_WORK TO BE COMPLETED:_ Reproduce the rows from the line containing "of the bright" up to and including the line containing "<point>205,119</point>", substituting "most interior" for "deepest" and leaving everything else unchanged.
Begin
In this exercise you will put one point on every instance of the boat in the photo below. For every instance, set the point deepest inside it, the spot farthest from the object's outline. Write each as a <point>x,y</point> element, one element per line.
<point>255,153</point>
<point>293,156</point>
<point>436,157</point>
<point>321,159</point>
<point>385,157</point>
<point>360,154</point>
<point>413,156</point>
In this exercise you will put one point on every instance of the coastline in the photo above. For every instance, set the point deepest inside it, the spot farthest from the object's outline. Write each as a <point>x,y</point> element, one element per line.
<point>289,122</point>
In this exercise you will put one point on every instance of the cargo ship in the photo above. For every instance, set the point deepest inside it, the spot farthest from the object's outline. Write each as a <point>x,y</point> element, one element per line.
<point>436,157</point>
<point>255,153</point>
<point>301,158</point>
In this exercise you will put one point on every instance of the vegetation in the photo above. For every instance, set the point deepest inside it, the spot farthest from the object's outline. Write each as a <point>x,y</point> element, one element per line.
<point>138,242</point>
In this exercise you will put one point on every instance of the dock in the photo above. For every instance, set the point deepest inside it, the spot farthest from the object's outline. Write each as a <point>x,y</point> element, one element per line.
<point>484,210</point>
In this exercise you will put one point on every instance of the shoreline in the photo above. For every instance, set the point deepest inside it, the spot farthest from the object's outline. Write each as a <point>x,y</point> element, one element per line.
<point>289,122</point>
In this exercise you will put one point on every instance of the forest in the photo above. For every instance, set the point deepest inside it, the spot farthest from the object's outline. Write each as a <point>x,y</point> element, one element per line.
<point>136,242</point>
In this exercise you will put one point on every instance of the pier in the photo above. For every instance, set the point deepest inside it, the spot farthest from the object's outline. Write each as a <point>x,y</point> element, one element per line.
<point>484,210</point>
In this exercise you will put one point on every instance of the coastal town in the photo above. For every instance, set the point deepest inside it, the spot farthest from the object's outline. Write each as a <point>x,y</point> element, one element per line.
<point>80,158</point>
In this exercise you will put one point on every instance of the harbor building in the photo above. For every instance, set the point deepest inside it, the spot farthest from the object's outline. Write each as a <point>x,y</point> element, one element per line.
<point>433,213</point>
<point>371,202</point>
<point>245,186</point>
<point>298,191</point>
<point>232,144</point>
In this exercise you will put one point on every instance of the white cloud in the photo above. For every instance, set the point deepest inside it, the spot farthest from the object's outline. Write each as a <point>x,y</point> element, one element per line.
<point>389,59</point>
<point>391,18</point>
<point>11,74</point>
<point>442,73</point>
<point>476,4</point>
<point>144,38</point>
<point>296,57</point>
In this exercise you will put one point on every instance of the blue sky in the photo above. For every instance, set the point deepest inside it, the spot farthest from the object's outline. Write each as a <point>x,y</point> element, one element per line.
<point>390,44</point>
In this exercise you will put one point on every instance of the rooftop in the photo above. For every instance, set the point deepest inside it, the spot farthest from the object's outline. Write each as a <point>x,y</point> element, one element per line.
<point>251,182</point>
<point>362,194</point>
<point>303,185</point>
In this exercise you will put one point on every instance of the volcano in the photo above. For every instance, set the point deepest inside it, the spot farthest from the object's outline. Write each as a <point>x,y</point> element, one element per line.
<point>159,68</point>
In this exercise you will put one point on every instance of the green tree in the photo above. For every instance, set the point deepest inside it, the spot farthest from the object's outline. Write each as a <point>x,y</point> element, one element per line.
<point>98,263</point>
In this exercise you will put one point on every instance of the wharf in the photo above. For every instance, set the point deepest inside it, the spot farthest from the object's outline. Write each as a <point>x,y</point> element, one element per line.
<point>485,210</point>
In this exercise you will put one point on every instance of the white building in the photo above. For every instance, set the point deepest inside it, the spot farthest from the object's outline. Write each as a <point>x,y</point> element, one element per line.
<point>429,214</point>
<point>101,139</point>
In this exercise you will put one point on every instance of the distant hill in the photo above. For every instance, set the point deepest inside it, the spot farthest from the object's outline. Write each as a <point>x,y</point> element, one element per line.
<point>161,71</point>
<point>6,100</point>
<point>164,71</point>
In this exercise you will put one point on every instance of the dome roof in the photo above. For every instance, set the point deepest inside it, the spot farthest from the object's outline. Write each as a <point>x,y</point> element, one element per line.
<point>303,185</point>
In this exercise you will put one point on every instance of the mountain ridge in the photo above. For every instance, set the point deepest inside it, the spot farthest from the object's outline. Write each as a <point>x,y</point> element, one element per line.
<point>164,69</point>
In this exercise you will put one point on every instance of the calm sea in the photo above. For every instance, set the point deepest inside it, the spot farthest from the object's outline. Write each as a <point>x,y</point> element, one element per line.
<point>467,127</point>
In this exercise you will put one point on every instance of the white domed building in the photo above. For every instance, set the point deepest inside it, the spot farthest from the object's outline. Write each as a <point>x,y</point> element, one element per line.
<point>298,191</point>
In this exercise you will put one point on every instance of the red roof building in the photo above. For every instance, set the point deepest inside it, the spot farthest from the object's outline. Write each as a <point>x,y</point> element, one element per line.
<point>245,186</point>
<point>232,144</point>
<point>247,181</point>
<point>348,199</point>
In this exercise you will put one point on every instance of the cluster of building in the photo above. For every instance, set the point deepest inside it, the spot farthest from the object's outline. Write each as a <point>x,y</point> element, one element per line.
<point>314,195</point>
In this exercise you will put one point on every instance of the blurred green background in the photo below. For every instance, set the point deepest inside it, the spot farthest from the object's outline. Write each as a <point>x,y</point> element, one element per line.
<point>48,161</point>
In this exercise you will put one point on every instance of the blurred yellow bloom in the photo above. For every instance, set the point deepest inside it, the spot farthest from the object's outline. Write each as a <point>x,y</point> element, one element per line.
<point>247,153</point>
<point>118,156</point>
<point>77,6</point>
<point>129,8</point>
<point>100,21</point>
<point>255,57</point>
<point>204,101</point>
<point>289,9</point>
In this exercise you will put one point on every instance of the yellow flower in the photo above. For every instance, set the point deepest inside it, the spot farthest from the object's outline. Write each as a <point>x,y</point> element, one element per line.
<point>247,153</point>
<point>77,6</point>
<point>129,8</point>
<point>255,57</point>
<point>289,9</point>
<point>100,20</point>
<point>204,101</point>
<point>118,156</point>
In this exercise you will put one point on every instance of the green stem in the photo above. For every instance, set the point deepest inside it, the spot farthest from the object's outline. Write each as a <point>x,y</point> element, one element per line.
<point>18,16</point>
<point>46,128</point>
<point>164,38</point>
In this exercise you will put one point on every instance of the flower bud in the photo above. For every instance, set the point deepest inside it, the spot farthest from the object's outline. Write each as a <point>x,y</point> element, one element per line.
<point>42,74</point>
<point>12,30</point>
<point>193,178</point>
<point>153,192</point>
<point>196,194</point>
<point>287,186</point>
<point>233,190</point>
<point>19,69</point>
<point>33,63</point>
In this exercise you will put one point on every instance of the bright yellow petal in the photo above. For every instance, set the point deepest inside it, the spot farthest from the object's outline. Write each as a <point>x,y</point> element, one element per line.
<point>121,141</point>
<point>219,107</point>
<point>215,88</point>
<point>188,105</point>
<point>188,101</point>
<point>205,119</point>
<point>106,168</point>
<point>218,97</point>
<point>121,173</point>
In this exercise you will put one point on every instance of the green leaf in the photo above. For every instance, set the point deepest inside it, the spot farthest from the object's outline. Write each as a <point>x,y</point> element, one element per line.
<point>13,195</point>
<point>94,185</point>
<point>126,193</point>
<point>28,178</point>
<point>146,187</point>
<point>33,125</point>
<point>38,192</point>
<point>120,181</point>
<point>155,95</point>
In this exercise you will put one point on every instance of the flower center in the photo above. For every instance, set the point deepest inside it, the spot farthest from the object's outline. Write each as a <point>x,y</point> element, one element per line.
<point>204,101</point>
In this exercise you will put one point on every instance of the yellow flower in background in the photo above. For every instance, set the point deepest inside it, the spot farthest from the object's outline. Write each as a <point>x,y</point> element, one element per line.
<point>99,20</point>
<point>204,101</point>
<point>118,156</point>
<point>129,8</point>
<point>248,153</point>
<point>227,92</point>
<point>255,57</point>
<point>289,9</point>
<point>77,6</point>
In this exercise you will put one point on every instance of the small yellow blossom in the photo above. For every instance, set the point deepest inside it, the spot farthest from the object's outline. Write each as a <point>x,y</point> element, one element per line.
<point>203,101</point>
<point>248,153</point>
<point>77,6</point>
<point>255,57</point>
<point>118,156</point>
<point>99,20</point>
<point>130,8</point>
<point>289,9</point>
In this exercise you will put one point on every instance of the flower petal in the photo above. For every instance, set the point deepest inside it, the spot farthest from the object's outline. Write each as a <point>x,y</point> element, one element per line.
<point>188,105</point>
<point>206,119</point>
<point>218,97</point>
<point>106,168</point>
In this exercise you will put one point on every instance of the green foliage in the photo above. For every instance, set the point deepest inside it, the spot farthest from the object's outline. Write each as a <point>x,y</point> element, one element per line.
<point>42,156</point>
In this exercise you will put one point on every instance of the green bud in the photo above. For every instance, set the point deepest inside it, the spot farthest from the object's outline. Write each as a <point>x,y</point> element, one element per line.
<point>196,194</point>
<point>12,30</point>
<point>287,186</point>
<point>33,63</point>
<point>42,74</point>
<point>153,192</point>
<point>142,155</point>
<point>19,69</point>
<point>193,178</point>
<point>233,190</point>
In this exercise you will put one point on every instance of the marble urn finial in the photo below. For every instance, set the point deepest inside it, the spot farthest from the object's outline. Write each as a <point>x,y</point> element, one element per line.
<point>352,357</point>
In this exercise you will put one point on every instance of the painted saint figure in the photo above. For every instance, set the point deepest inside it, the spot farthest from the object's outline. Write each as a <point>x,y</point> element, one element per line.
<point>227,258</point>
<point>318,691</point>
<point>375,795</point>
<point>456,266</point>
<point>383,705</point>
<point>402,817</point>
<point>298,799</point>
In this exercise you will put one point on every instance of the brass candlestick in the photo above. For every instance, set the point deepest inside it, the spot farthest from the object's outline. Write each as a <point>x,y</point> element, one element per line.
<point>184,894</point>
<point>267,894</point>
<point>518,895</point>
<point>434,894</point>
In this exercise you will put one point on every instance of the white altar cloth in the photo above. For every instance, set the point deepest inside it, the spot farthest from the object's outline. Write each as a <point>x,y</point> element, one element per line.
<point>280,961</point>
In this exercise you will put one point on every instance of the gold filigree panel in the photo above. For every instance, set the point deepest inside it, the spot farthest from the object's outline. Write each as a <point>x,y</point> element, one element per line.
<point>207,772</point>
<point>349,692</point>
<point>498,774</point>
End
_TASK RESPONSE:_
In this exercise you will put one point on every instance of the bright yellow petal in the photo above. For every instance, set the point most interior inside it, the spot farthest from the object's outline. Write each as a <point>x,y</point> element, one element per line.
<point>121,141</point>
<point>219,107</point>
<point>215,88</point>
<point>188,105</point>
<point>188,101</point>
<point>205,119</point>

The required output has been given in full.